• Directions for this task:
Rewrite the listing below with every occurrence of "pixel coordinates" swapped for "image coordinates", leaving all other text unchanged.

Saved data entries
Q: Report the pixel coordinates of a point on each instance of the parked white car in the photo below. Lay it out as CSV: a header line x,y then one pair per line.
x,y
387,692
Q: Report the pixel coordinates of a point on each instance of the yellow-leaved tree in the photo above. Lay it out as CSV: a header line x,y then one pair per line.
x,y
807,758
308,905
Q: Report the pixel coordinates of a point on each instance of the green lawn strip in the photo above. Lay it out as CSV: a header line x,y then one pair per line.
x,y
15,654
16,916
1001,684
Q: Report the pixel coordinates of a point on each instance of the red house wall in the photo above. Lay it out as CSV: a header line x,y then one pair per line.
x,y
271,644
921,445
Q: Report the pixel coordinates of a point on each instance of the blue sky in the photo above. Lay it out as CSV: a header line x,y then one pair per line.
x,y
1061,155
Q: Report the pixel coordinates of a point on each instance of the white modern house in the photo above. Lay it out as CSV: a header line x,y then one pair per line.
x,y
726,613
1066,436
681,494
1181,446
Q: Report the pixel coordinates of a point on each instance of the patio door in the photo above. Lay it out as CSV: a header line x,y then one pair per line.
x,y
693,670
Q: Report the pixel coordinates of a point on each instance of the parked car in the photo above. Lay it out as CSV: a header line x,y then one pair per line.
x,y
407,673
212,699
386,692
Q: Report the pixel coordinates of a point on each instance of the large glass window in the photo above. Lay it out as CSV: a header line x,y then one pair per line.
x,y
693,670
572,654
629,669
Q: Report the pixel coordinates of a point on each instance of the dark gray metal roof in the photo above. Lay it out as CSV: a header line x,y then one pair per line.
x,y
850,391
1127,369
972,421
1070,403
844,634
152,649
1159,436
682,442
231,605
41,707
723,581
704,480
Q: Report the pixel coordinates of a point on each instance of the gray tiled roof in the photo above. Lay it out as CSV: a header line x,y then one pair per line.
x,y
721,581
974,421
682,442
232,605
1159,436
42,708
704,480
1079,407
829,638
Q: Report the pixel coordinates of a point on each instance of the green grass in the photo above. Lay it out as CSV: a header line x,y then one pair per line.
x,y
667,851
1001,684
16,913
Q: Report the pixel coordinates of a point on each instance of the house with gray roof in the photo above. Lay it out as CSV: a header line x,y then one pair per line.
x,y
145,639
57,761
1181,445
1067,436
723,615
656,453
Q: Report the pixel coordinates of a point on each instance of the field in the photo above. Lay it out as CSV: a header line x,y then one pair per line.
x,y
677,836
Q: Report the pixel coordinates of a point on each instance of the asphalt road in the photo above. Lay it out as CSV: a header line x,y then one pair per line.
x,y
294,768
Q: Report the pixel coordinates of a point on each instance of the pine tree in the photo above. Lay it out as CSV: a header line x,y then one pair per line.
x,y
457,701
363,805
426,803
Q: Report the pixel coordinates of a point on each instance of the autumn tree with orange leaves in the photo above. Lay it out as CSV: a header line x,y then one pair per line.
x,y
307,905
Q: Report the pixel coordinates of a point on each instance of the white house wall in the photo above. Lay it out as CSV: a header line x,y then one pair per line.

• Task response:
Q: Report the image coordinates of a point on each instance of the parked white car in the photo below. Lay it out as CSV: a header line x,y then one pair per line.
x,y
387,692
Q: Report the image coordinates of a point on each instance of the yellow-leaved tree in the photo above. Lay it out as CSV: a header line x,y then one pair per line.
x,y
807,758
308,905
Q: Report the image coordinates of a point on each instance of the green lawn strip in the photo above. Lay it out as CSV: a header line x,y then one pair per line.
x,y
15,654
16,916
1001,684
Q: Report the image coordinates of a point on each instance of the red house wall in the photo above. Lay it out as CSV: a header line x,y then one pair per line.
x,y
271,644
921,445
Q: Report the image coordinates of a point on each instance of the blue sky in the photo above. Lay it out as CSV: a header line x,y then one pair per line.
x,y
1061,155
Q: Report the image coordinates of a point on each instance of the white modern house in the photo above. Lay it out as CSV: a header line x,y then one pair per line.
x,y
726,613
1066,436
681,494
1181,446
Q: Report the image coordinates of a point on each instance of the patio door in the photo above. Lay it out as CSV: a header line x,y then one pair per line.
x,y
693,670
Q: Report the image coordinates of a point on each instance of the parked car in the photo above. Lay it out as CSV: a header line x,y then one pair per line.
x,y
407,673
212,699
386,692
Q: Report the image coordinates of a point on each instance of the large glass window in the photo above. Lay it out as CSV: a header line x,y then one pair per line.
x,y
693,670
572,654
629,669
Q: Report the image coordinates of a point on each instance of the dark gray metal roof in the photo above. Lay it out as CSV: a header line x,y then one pair per line.
x,y
850,391
1127,369
972,421
1070,403
844,634
152,649
1159,436
682,442
231,605
41,707
723,581
704,480
Q: Report the image coordinates of a point on each instance of the gray tiled roof in the photo above. Lay it out as CSV: a header line x,y then one pair per line.
x,y
721,581
974,421
682,442
232,605
1159,436
42,708
704,480
1079,407
829,638
Q: Report the image coordinates of a point on each instance of the green grass in the photo above. Lay it out as CSV: a header line x,y then one pair per line.
x,y
667,851
1001,684
16,913
Q: Report the image coordinates of a point on each instance of the house with gray roof in the photo above. Lay it out as CSV: a header line x,y then one pair per line.
x,y
145,639
57,761
1181,445
1067,436
723,615
656,453
Q: Report the image coordinates of a point on each instance of the field in the photo above. Lay it out as CSV: a header line x,y then one pair per line.
x,y
677,836
Q: Report the image coordinates of a point on each instance of the asphalt road in the photo above. Lay it out as CSV: a header line x,y then one pair per line.
x,y
294,768
Q: Report the image coordinates of a point on each instance of the pine tree in the photo above. Lay it out as CSV: a header line x,y then one pair per line.
x,y
457,701
363,805
426,803
Q: Report the image coordinates of a point on each instance of the autumn tree with orange leaves in the photo above. Lay it out as CSV: a header line x,y then one pair per line.
x,y
307,905
Q: Report the image coordinates of a point on each instance of the white house wall in the photo above. Lay it out as CSV: a header line x,y then one pair per line.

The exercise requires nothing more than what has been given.